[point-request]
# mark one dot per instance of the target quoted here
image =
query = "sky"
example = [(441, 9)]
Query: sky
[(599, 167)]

------------------------

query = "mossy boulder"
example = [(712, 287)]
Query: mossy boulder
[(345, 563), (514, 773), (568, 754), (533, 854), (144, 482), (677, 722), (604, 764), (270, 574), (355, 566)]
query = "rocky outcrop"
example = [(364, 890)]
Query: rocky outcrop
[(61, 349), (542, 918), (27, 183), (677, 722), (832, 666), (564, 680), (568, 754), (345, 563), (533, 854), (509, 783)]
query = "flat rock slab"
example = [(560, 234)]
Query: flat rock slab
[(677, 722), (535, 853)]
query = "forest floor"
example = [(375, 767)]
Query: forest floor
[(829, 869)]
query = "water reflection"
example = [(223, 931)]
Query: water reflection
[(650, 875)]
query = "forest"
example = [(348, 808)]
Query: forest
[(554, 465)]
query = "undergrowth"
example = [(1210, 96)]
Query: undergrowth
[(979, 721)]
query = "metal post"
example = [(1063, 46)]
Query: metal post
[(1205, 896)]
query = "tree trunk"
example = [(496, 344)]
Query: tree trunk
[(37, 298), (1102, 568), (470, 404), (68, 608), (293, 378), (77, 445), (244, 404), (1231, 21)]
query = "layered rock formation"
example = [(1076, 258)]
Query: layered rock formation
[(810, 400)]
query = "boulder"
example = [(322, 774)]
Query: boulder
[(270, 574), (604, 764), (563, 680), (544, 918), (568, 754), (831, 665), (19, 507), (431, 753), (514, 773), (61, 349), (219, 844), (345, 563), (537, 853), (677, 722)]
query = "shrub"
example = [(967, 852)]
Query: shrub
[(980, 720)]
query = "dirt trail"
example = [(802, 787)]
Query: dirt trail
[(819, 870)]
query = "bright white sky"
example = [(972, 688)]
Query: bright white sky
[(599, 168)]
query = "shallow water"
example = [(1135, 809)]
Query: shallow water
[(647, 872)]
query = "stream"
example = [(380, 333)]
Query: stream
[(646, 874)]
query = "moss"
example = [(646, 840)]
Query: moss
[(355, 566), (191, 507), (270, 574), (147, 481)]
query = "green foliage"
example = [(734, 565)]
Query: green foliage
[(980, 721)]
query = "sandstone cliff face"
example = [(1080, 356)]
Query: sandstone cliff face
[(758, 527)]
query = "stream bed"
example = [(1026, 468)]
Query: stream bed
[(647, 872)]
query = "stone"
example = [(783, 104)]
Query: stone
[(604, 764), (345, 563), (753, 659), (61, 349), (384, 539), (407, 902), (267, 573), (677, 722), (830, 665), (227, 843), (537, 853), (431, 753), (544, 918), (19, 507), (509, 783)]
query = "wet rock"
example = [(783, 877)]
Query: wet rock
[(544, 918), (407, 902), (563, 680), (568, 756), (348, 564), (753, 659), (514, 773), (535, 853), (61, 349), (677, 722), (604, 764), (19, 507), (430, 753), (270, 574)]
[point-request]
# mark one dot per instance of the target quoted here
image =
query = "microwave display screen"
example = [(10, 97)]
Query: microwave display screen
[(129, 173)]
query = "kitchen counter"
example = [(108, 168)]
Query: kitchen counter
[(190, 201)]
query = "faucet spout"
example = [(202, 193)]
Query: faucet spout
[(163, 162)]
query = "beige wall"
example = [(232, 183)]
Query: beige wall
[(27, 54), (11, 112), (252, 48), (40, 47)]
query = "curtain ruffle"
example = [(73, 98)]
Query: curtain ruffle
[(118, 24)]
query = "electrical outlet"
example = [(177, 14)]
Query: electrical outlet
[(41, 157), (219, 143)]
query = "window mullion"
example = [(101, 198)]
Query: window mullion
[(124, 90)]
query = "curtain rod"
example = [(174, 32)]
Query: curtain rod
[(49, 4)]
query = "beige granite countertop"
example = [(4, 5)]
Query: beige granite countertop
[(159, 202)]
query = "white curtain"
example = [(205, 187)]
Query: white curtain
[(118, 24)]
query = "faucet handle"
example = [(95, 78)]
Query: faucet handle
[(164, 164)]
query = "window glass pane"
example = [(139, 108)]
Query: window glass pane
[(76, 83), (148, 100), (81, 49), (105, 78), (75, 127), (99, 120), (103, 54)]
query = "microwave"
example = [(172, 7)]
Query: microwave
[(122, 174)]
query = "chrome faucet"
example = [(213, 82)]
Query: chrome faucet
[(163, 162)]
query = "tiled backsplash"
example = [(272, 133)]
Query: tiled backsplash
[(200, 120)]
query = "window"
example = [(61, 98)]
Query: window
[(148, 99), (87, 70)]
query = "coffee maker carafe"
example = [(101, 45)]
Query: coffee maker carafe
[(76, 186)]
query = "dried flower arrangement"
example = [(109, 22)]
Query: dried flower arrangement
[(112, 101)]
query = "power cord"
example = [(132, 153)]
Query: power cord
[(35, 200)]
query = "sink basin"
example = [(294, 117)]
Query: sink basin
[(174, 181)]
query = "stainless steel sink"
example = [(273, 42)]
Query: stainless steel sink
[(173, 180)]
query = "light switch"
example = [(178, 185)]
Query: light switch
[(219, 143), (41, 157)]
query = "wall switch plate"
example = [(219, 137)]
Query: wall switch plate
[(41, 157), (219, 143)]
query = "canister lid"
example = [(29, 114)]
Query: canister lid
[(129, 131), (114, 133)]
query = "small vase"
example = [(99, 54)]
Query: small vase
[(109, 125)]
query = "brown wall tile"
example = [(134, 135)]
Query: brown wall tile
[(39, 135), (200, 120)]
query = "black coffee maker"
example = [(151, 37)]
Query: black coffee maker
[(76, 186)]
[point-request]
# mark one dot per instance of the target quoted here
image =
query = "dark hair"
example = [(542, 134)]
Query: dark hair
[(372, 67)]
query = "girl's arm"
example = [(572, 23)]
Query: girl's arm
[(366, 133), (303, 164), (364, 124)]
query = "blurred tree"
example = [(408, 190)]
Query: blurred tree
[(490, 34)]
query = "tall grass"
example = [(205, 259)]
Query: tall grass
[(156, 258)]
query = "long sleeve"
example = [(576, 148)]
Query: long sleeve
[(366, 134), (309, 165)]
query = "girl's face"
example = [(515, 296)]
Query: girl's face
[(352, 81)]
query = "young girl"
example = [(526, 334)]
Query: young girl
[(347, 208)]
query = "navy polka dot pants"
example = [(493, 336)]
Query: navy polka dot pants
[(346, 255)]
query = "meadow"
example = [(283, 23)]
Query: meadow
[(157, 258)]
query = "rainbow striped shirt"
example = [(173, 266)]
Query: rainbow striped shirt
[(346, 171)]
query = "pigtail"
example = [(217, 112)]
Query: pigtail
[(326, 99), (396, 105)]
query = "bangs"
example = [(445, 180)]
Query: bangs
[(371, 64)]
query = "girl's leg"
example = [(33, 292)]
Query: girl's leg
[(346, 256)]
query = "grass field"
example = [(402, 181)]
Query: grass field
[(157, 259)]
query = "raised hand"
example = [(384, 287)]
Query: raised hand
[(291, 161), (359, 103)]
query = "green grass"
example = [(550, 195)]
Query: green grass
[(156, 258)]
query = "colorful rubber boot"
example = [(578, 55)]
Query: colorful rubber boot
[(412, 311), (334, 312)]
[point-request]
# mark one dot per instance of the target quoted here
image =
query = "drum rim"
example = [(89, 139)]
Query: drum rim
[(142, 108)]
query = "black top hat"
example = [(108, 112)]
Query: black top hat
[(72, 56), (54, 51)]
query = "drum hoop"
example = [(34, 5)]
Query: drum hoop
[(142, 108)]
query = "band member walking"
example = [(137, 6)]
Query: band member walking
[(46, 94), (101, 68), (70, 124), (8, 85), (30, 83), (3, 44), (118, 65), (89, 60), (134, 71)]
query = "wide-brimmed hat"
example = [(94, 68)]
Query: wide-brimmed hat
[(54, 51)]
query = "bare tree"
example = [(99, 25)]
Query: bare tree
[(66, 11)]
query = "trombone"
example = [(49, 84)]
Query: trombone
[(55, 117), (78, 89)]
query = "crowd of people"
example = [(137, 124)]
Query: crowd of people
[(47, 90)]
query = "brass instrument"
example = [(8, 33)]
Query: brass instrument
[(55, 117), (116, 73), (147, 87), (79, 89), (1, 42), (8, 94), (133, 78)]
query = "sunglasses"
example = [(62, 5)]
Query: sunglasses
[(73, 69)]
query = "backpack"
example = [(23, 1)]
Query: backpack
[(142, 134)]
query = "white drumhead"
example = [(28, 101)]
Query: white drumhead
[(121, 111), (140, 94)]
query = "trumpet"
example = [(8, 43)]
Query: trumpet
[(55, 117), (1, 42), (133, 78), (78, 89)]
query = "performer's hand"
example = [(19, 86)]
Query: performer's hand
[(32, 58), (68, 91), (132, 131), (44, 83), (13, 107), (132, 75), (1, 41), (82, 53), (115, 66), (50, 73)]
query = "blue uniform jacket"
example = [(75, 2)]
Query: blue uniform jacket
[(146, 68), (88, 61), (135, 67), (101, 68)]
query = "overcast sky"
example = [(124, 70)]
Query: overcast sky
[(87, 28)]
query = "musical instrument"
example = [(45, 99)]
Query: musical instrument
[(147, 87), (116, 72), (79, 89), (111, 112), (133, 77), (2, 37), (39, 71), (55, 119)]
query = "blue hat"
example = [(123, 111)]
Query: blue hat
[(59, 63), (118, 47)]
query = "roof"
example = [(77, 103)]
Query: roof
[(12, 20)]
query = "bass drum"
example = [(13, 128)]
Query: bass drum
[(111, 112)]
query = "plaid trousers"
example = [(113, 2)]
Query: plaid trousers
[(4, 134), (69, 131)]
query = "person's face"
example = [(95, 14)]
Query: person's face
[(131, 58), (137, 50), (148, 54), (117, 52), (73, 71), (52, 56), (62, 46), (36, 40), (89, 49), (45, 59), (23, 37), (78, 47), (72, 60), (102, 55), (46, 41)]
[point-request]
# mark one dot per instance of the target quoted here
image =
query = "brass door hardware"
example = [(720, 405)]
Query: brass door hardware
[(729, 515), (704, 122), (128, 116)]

------------------------

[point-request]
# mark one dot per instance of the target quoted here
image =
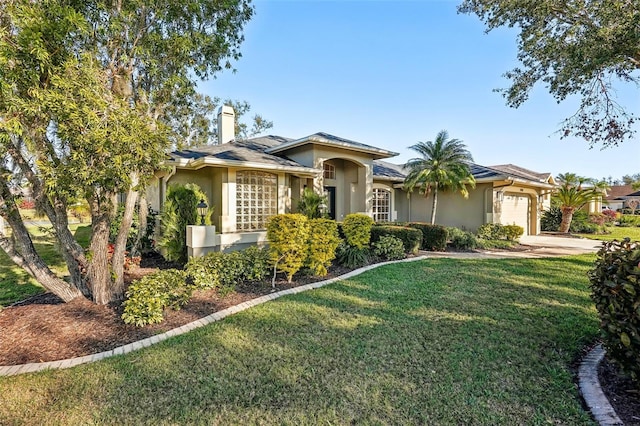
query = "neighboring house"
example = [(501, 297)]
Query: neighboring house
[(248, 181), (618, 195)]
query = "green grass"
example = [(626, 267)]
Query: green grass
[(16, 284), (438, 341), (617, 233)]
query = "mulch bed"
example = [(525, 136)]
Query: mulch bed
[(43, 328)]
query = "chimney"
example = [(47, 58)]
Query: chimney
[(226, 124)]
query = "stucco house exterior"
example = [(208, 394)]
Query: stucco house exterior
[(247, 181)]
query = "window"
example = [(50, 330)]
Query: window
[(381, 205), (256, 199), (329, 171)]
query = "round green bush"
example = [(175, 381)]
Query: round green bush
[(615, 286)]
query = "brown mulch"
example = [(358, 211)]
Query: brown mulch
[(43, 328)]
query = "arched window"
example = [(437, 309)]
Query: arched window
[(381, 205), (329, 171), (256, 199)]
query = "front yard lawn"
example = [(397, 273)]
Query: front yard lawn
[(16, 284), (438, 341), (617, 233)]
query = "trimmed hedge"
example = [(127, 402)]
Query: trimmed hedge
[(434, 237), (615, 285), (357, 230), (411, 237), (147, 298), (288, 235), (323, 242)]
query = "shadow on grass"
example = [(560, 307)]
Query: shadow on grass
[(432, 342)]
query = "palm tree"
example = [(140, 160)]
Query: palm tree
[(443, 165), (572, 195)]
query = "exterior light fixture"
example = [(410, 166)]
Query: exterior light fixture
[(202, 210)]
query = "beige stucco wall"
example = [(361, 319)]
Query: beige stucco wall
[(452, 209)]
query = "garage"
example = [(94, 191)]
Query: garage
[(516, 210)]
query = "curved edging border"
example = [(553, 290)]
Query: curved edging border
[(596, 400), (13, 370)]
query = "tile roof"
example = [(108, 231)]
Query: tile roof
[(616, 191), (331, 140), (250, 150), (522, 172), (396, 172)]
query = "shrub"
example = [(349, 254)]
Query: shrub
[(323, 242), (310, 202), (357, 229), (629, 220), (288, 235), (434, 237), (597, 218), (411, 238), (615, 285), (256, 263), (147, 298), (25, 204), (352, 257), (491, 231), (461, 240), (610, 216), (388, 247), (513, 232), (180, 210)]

------------------------

Count the lines of the records above that contain the string "rainbow", treating uppercase and lowercase as different, and reply with the number alone.

**Reply:** 2